**Provided passage:**
○ ○ ○
Viral load. Number of viral copies per volume of fluid.
Merely exposing someone to a virus does not necessarily result in widespread infection. A low enough number of copies could be neutralized by the host's immune response before it has a chance to spread significantly. How low this number is depends on the virus. For example, COVID-19 load is higher in symptomatic patients.
Chronic viral infections are managed by reducing as much as possible the number of viral copies in circulation. Risk of transmission is mitigated when number of copies is low enough. There are studies showing risk of HIV transmission approaches zero when HIV load < 200 copies/ml. Ideal would be HIV load < 50 copies/ml or undetectable.
At that low virion count it’s more about the probability that a virion will attach to the correct CD4 receptor and be able to work inside the cell. It’s not about the host's immune system defeating or being defeated on a number basis.
There is an "independent action hypothesis" in virology. It states that each virus particle (virion) has an independent probability of starting the infection in the body.
So it it turns out true, there is no "safe level" - we could talk about an extremely small probability, but it would still be higher than 0 - not exactly a risk one would like to take.
Yes. Assume 1 virion has a 0.001 chance to start an infection. You could infect 1 person with 692 virions, resulting in a 50% change of them getting ill (1-0.999^692). Or you could infect 692 people each with 1 virion, with 50% chance of at least 1 of them getting ill (35% chance: 1 ill, 12% chance: 2 ill, 3% chance: 3 ill, ...).
○ ○ ○
**Task description:**
Update the stretch of the passage on viral load from "There is an" through "like to take.", and write it out again with "independent action hypothesis" changed to "independent action model". The lines that follow have no connection to the passage on viral load.

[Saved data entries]
○ ○ ○
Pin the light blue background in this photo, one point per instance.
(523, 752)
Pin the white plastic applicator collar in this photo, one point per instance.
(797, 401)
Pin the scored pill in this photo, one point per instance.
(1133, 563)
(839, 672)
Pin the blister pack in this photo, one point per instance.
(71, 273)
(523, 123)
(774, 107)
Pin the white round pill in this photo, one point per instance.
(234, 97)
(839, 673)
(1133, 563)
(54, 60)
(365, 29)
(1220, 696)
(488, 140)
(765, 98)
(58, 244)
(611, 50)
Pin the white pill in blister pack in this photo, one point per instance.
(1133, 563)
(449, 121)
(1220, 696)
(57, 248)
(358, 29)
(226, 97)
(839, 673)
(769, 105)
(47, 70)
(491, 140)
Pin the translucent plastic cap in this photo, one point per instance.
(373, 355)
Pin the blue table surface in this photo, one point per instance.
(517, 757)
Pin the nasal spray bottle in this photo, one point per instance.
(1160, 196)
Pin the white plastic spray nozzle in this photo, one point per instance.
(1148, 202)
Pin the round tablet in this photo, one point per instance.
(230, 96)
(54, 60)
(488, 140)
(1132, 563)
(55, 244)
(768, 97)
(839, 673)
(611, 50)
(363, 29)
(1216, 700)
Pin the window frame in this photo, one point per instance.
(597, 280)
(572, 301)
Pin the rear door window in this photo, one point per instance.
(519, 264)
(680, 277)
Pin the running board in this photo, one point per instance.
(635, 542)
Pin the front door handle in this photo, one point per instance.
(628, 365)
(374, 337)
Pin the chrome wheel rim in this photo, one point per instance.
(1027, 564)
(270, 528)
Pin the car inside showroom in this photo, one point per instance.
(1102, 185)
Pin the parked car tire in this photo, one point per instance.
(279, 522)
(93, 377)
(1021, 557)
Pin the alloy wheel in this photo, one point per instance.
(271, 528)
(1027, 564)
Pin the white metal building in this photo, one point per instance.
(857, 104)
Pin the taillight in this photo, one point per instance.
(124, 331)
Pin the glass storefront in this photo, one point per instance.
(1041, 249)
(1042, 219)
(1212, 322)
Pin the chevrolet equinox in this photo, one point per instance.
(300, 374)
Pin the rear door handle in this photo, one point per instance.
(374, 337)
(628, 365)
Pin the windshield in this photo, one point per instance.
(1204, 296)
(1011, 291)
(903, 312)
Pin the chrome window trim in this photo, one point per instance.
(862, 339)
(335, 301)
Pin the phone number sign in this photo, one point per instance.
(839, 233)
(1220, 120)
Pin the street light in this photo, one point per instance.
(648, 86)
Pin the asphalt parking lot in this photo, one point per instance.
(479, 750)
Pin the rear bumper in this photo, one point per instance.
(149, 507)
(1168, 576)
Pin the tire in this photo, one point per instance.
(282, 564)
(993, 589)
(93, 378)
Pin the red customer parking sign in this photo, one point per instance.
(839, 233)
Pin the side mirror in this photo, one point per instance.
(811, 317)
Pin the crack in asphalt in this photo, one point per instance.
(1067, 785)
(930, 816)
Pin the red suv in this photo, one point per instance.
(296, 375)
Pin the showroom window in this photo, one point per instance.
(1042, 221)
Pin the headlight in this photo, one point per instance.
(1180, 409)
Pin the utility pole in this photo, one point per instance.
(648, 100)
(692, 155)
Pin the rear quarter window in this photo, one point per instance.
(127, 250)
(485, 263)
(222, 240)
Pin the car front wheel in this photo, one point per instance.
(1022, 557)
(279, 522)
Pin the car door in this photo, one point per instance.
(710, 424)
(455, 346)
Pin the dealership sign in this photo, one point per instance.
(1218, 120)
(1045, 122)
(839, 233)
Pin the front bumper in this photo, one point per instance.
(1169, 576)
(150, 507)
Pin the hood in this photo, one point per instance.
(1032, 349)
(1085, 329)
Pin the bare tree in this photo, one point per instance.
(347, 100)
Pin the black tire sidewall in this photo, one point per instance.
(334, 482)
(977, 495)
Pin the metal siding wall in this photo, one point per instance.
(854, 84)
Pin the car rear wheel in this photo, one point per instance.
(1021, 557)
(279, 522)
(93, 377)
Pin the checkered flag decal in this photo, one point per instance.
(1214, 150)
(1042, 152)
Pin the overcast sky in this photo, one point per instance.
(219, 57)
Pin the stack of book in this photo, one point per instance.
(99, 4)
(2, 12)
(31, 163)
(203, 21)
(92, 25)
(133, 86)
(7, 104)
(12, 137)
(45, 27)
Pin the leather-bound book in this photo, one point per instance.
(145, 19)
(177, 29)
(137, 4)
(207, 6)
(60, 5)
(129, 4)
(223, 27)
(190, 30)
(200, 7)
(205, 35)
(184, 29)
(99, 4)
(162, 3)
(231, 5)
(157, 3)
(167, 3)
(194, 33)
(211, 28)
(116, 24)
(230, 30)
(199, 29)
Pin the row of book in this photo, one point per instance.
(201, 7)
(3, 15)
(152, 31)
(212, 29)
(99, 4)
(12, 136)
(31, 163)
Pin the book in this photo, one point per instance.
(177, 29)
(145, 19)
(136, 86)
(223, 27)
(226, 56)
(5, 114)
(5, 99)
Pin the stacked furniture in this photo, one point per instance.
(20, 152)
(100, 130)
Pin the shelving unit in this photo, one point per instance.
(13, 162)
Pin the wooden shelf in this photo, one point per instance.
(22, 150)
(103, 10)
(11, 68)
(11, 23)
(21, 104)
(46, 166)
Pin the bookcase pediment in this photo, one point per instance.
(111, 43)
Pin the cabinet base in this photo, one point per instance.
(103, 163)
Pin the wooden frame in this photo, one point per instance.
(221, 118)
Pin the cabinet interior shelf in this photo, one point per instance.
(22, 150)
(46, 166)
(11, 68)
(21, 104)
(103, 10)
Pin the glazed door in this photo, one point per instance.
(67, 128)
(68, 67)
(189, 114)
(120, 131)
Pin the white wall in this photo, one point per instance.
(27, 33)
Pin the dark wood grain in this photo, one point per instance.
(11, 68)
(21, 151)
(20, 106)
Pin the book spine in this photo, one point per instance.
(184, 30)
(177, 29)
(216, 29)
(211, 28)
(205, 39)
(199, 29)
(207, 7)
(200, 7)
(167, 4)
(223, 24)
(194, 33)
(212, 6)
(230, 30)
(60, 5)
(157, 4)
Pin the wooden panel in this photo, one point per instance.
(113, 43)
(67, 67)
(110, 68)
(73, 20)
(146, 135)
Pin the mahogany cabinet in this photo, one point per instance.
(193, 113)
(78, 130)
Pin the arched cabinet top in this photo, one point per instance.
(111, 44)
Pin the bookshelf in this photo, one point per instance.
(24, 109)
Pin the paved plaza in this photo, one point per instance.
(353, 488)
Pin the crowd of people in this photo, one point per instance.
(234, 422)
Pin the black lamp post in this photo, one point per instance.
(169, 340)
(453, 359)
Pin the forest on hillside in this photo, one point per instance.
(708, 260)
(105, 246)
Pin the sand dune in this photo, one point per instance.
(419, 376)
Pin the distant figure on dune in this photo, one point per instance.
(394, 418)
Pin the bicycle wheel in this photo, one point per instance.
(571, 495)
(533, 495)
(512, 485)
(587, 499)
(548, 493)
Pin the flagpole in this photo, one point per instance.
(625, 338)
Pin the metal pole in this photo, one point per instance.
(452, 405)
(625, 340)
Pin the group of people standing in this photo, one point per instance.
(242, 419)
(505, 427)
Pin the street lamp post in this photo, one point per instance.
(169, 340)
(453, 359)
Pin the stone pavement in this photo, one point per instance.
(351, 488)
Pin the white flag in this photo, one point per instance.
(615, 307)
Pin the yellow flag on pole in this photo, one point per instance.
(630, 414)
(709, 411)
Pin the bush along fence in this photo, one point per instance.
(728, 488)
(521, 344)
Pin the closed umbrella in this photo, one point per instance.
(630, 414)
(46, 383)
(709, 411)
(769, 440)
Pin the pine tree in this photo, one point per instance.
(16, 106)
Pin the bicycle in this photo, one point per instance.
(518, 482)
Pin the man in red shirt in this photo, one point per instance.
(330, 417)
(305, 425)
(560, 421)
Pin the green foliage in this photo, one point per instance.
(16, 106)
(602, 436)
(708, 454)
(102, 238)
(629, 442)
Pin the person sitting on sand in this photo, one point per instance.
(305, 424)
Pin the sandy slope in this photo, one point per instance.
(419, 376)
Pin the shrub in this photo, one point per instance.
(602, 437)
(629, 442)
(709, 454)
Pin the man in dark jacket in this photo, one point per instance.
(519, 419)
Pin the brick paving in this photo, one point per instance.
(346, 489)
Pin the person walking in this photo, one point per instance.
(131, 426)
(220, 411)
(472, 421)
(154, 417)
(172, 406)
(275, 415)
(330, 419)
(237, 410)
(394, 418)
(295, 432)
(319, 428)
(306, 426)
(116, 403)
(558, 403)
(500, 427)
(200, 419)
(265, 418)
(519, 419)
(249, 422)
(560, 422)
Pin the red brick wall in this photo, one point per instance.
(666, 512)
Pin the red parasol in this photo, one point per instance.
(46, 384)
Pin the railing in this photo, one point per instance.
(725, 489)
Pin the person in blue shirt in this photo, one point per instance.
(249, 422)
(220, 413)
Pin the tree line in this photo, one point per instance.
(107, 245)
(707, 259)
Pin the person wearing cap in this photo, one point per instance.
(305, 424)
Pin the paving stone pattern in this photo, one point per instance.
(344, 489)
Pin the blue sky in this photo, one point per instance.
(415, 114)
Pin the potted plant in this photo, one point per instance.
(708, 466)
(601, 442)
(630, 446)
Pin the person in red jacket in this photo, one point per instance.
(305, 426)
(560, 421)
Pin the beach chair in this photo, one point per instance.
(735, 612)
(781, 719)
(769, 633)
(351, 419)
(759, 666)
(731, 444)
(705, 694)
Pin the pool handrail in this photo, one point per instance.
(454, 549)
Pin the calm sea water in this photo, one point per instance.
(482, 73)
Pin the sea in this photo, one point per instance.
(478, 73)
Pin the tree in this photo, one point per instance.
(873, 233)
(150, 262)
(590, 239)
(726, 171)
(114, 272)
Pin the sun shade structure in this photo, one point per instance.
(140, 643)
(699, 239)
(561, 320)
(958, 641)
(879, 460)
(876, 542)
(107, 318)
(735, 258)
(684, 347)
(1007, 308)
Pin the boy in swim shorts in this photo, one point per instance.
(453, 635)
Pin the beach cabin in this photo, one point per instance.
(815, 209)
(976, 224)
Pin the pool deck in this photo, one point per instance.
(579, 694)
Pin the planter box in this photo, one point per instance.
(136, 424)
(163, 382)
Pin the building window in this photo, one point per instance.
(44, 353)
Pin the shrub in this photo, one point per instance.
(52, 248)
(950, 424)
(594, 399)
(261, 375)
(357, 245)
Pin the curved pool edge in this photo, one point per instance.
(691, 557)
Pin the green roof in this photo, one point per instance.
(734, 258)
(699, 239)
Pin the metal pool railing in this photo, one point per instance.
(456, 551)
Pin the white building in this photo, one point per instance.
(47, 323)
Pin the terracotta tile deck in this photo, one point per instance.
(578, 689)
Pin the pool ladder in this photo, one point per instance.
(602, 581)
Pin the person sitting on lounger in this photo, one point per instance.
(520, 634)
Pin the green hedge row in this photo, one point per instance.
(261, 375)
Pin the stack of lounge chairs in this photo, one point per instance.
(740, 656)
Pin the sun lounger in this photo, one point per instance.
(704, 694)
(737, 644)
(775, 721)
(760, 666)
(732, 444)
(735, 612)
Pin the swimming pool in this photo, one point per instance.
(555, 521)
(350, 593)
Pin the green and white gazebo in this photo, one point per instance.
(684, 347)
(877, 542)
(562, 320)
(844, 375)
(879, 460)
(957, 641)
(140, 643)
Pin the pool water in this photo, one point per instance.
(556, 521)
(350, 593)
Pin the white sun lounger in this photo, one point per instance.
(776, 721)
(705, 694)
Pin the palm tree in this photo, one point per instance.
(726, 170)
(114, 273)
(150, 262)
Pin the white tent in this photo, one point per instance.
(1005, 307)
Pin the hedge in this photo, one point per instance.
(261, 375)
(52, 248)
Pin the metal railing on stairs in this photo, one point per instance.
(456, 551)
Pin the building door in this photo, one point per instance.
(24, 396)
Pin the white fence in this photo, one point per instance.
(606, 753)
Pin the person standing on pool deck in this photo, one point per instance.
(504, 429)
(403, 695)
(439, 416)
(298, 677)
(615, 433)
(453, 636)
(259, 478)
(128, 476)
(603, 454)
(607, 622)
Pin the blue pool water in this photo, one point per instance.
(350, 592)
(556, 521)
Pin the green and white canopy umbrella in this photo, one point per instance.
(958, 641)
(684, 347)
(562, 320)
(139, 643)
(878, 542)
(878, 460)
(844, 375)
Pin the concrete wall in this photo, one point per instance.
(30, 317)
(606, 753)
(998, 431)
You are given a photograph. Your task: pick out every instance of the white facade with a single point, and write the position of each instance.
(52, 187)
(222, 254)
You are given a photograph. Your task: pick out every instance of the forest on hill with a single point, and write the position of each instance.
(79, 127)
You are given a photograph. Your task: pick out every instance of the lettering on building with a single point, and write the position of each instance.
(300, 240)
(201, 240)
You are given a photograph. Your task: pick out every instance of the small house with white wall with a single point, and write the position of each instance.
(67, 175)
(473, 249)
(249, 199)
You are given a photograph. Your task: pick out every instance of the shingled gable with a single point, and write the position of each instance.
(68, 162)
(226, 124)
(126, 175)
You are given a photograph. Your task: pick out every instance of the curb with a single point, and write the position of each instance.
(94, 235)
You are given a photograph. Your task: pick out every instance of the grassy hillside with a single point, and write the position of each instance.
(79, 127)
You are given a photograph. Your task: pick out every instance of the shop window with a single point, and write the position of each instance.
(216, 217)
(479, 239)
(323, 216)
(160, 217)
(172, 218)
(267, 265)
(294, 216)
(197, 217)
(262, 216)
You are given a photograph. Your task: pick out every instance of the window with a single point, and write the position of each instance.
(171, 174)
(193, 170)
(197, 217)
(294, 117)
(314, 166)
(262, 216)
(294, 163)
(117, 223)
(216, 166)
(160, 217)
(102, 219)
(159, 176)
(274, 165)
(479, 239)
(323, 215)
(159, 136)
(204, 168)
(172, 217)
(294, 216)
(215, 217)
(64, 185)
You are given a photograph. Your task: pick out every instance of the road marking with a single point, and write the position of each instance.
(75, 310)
○ ○ ○
**Output:**
There is an "independent action model" in virology. It states that each virus particle (virion) has an independent probability of starting the infection in the body.
So it it turns out true, there is no "safe level" - we could talk about an extremely small probability, but it would still be higher than 0 - not exactly a risk one would like to take.